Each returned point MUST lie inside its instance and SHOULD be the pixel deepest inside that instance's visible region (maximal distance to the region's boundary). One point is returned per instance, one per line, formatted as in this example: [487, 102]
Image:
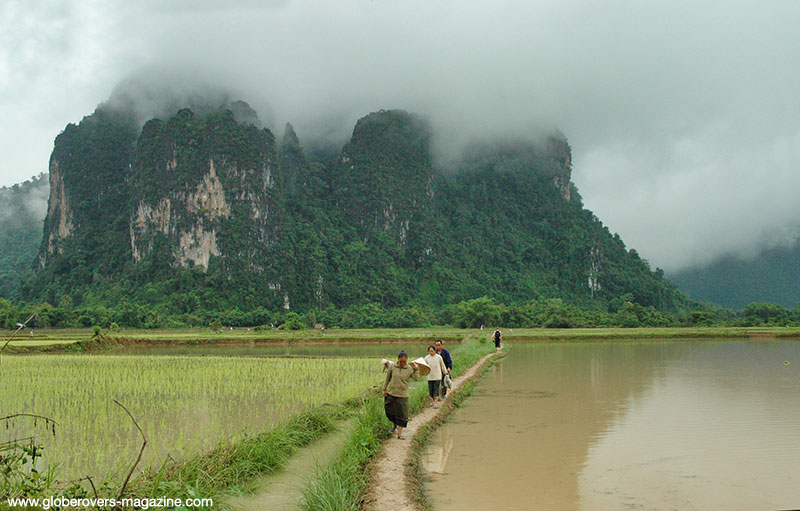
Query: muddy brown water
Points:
[626, 425]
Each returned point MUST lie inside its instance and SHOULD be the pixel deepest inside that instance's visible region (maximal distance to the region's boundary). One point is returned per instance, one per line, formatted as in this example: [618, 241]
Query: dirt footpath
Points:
[387, 488]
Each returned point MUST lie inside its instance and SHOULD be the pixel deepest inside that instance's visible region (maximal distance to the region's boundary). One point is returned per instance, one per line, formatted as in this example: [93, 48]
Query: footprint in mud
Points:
[526, 394]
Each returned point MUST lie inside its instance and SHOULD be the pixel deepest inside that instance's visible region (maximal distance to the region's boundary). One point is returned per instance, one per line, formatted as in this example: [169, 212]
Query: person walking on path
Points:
[395, 392]
[438, 370]
[448, 363]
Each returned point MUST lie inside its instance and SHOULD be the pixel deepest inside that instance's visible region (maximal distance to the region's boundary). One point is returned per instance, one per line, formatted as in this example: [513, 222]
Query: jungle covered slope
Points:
[772, 276]
[204, 211]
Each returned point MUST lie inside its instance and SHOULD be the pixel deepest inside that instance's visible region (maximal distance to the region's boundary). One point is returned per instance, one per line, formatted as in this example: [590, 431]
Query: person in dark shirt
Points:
[448, 363]
[497, 337]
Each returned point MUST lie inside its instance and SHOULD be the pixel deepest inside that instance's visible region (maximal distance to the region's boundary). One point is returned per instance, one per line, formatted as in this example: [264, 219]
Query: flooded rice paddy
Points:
[187, 399]
[626, 425]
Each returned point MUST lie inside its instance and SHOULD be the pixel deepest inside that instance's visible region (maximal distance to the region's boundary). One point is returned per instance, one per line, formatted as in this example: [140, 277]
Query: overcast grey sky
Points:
[684, 119]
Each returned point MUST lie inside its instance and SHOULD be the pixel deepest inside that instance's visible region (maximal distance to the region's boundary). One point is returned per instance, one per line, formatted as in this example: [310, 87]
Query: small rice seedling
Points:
[184, 404]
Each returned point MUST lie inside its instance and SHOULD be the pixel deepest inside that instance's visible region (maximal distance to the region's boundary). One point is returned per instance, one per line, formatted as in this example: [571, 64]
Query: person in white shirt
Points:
[438, 370]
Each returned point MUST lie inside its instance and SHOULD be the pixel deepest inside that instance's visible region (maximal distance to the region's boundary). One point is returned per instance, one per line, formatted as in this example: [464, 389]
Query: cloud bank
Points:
[684, 119]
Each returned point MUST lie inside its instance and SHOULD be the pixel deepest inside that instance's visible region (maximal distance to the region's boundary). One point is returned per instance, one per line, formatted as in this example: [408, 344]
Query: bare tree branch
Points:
[138, 458]
[17, 331]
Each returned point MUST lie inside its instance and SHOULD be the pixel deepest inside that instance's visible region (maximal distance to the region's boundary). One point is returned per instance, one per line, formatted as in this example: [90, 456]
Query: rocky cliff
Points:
[211, 208]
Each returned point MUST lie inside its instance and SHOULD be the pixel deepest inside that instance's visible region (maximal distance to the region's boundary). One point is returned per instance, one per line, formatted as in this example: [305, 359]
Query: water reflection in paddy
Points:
[650, 425]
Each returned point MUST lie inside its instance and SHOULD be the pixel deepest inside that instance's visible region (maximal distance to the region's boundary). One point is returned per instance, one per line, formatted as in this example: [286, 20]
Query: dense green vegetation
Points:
[375, 235]
[22, 210]
[340, 485]
[771, 276]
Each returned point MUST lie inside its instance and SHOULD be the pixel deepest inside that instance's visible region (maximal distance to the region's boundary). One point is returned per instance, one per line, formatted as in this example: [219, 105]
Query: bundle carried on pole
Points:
[422, 366]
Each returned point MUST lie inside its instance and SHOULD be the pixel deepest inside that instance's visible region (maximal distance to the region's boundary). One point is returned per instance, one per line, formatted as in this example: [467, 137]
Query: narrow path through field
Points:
[387, 489]
[283, 490]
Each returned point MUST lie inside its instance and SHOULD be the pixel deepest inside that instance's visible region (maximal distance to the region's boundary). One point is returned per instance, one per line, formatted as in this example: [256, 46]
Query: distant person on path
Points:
[448, 363]
[438, 370]
[395, 392]
[497, 337]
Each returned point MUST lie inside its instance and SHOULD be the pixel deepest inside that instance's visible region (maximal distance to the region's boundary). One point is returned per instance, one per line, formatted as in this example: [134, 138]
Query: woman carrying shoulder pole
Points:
[438, 370]
[395, 392]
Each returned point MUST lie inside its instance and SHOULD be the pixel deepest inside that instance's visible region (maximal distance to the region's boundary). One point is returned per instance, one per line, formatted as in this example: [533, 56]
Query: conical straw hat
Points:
[423, 366]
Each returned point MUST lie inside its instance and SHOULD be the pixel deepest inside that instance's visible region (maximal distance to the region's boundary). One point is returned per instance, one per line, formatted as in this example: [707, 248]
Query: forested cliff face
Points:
[22, 210]
[209, 211]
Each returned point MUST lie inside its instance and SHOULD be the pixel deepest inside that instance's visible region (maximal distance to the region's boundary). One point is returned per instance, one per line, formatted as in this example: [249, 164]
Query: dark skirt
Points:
[396, 410]
[433, 387]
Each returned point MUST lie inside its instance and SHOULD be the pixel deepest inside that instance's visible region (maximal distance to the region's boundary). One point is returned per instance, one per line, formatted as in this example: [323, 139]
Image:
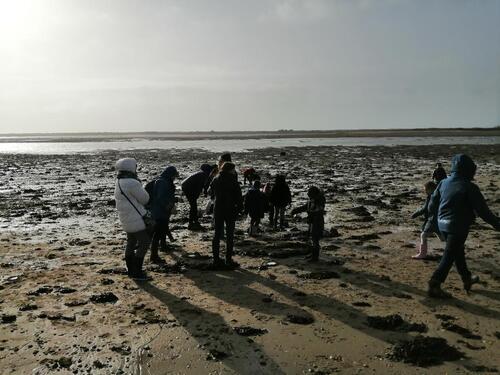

■ TASK STATEMENT
Return every line in the rows above that contains the string "shirt", matching case exactly.

■ ANSWER BELOW
Query: person in dark shirt
Query: person in white shirt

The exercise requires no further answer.